__Stored data__.
+--

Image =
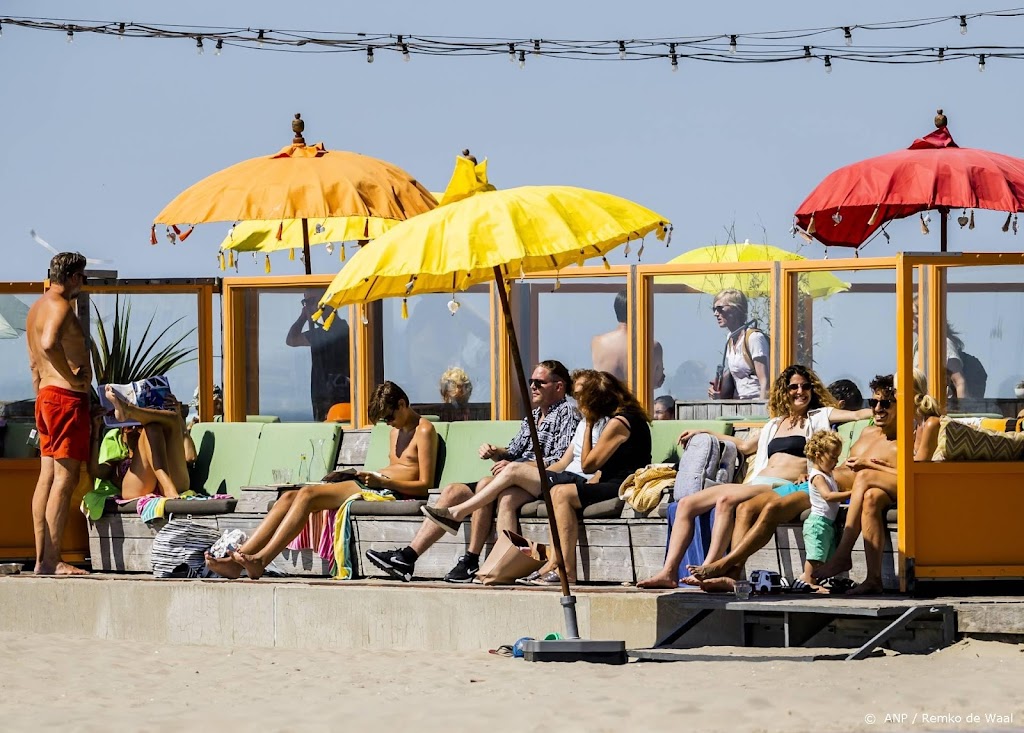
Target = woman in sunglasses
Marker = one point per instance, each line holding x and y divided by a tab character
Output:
800	405
743	372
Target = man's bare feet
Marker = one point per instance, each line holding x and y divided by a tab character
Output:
254	566
223	566
662	579
119	404
834	567
867	588
64	568
718	585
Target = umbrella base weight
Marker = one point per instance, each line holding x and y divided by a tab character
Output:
598	652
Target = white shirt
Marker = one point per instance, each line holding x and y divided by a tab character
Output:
743	376
816	420
576	465
819	506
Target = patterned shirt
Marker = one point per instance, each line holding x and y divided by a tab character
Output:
555	432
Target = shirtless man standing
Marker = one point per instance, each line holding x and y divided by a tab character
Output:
608	350
60	376
865	473
410	474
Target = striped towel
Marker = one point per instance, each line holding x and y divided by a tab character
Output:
341	569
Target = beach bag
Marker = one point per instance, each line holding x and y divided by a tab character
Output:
178	549
512	557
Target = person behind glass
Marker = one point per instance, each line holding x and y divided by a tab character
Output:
329	355
665	407
743	372
456	389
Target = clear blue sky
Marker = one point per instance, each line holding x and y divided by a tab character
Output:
99	135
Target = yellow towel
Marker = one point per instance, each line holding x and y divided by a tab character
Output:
642	489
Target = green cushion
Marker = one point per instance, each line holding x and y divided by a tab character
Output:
15	441
850	432
282	445
665	436
225	455
463	463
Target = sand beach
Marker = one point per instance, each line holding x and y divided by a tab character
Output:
76	684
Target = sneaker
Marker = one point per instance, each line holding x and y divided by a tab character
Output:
463	571
392	563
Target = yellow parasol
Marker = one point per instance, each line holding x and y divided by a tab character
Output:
494	234
753	285
301	184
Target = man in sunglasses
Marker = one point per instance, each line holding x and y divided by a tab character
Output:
61	377
868	472
329	382
556	422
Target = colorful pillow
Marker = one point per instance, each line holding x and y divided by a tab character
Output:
962	442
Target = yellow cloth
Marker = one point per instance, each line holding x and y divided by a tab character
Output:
343	530
643	488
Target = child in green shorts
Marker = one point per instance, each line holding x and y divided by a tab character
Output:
822	453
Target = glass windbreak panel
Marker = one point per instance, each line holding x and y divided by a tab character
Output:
694	336
581	322
440	358
138	335
296	371
16	391
846	327
984	346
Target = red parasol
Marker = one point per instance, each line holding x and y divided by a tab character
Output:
854	202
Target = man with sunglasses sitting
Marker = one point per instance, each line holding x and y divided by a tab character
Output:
556	422
866	473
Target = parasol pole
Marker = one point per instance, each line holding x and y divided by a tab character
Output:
305	246
567	600
943	227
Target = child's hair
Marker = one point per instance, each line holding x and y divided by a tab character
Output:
822	444
385	400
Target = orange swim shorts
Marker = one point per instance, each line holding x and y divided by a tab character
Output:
64	423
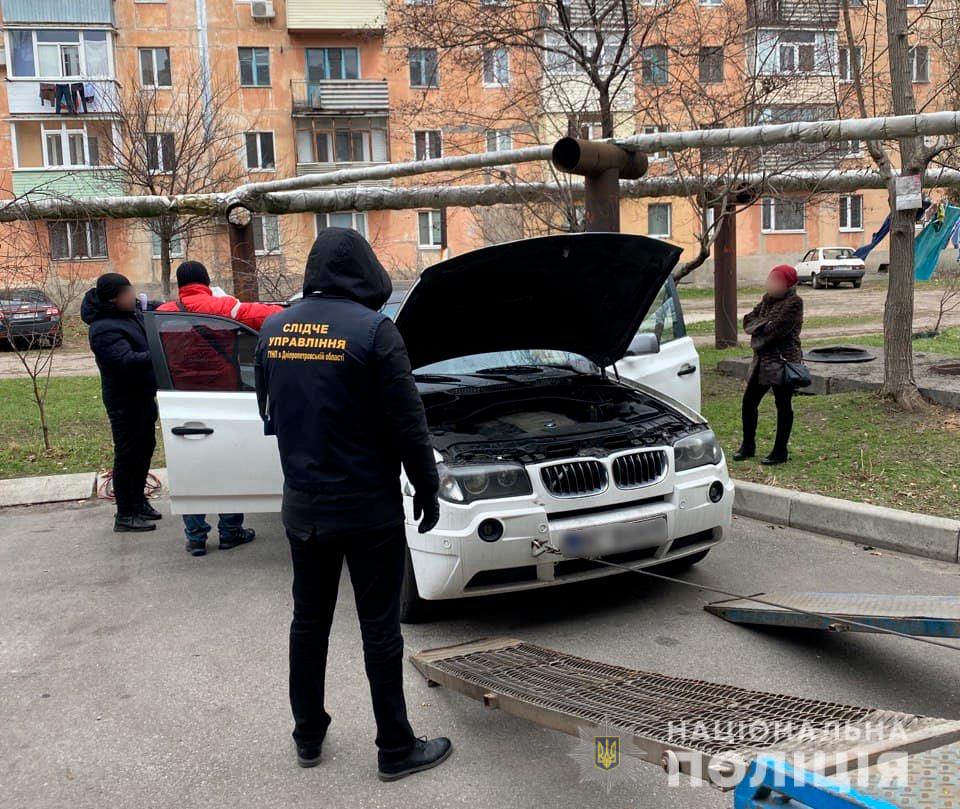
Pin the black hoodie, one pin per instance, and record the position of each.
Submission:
(119, 343)
(334, 385)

+--

Print all of the entries above exactly as they appear, leaving out the pictures.

__Problem solution__.
Image =
Target = woman in sunglasses
Marker = one point per instance, each line holding x and y divided by a tab character
Output:
800	405
743	372
Target = man's bare feet
Marker = one point per instance, each line holding x and y divided by a tab character
Output:
254	566
223	566
662	579
119	404
834	567
867	588
64	568
718	585
Target = umbrella base weight
Marker = one point per instance, each line holding x and y divided by a tab character
Output:
598	652
Target = white shirt
Marker = one point per instance, each line holding x and y divided by a tab character
Output:
743	376
816	420
576	465
819	506
Target = patterned shirt
Marker = one point per instance, each line holding x and y divided by a tab character
Output:
555	432
Target = shirtless man standing
Marker = one point per instance, each line holding x and y divided by a tab character
Output:
608	350
60	376
865	473
410	474
Target = striped towel
Marker = one point per instance, each line holding x and y divided by a tab character
Output:
341	569
Target = beach bag
Marker = one point per instance, each line holding x and y divided by a tab character
Output:
178	549
512	557
Target = person behind glass
Marker = one point per instance, each line holding x and y divided by a tab character
Output:
329	355
665	407
743	372
456	389
Target = clear blue sky
Marker = one point per instance, each line holding x and y divided by a tab character
Output:
99	135
Target = yellow towel
Marker = one point per instance, each line holding x and y divided by a tab character
Output:
642	489
Target = green cushion
Marker = one point per instance, each line holding x and y divided by a tab character
Output:
15	441
850	432
282	445
665	436
225	455
463	463
Target = sand beach
Marker = one point per instance, each line holding x and y divided by a tab character
Output:
76	684
Target = sneaker
Marker = one point per instance, each line holding x and y divided by a tab character
Output:
463	571
392	563
Target = yellow parasol
Marker = one point per instance, each line holding x and y divided by a tab character
Output:
494	234
753	285
301	184
Target = man in sunglasses
Marker = one point per instance, each line holding x and y divided by a tab character
Output:
61	377
868	472
329	382
556	422
Target = colorful pillow
Marker = one point per instance, each line holding x and y divided by a tab character
Output:
962	442
Target = yellow cloth
Marker = one point per instance, each line holding x and y divided by a tab character
Output:
343	530
643	488
Target = child in green shorts
Marker = one point per instance, each line holding x and y divided by a tab character
Output:
822	453
Target = glass windbreak panel
Marker = one point per instance, each line holding x and y divided by a tab character
Output:
694	336
581	322
440	358
138	335
296	371
16	391
846	327
984	346
Target = red parasol
Marker = one point per instance, each line holding x and y divided by a tab character
Output:
854	202
Target = man with sunglasses sitting
Marker = one point per instance, each line holding x and y divided by a tab character
Output:
556	422
866	473
Target = parasol pole
Marker = one point per instance, each line holding x and y divided by a tab character
Output:
305	246
567	600
943	227
Target = child's hair
Marker = one point per instance, each line holding x and y divided by a tab character
Output:
822	444
385	400
Target = orange swim shorts
Marker = one point per instance, each line holding x and y divided by a tab character
Output:
64	423
Pin the black hoodie, one pin per instance, and record the position of each.
Submission:
(119, 343)
(334, 385)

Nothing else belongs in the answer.